> [Exercise aim] Reproduce the serverless article, starting at the words "You are wrong" and ending after "comes to serverless.", with "platform dependence" swapped in for "vendor lock-in" throughout.

> [Text shown]
You are wrong about serverless vendor lock-in
Some time ago, the Register published an article titled “Lambda and serverless is one of the worst forms of proprietary lock-in we’ve ever seen in the history of humanity”. It received a lot of attention, and vendor lock-in has become a perennially popular question at conferences. But I’m here to tell you that you are probably thinking about vendor lock-in all wrong when it comes to serverless.
Hear me out.
It’s coupling, not lock-in
The biggest misconception about serverless vendor lock-in arguments is that technology choices are never lock-ins. Being “locked in” implies that there is no escape, but that’s not the case with technology choices. Not with serverless, not with databases, not with frameworks, not with programming languages.
Instead, technology choices create coupling. And no matter the choices you make, your solution will always be coupled to something. Moving away from those technologies requires time and effort, but there is always a way out. In the worst case, you have to rewrite some parts of your system. Sam Newman defines a microservice as a stand-alone service that can be rebuilt in no more than two weeks. That gives you a rough idea of the worst case cost.
To prevent any coupling to a particular cloud provider, you end up with the least common denominator across all providers. And that means using only VMs and no managed services. And it means missing out on most of the benefits your cloud provider can offer!
There are two sides to risks
Is being tightly coupled to a cloud provider a risk? Absolutely. But taking risks is not a bad thing on its own. We take risks all the time. Part of being an adult is about taking sensible risks that give you the maximum return.
Is taking a new job a risk? Yes. But the return is new learning opportunities and (hopefully) better financial compensation.
Is driving a risk? Yes. But the return is being able to move from point A to B more efficiently so we can spend our time on other more useful things.

> [Information shown]
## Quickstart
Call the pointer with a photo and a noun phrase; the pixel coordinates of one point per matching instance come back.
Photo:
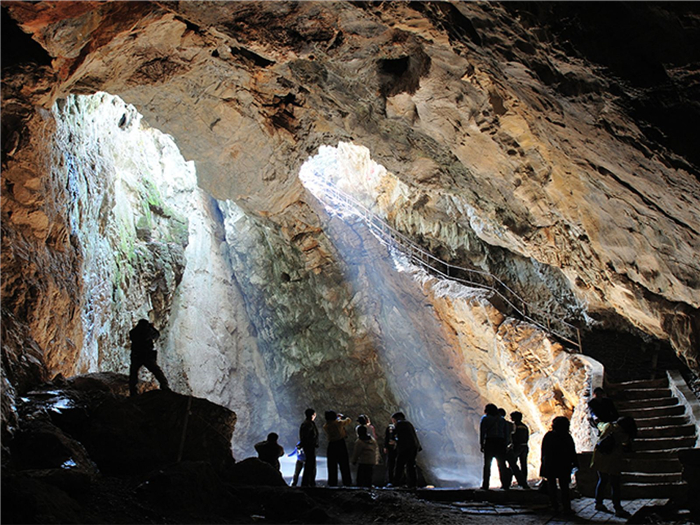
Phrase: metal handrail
(393, 238)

> [Output below]
You are wrong about serverless platform dependence
Some time ago, the Register published an article titled “Lambda and serverless is one of the worst forms of proprietary lock-in we’ve ever seen in the history of humanity”. It received a lot of attention, and platform dependence has become a perennially popular question at conferences. But I’m here to tell you that you are probably thinking about platform dependence all wrong when it comes to serverless.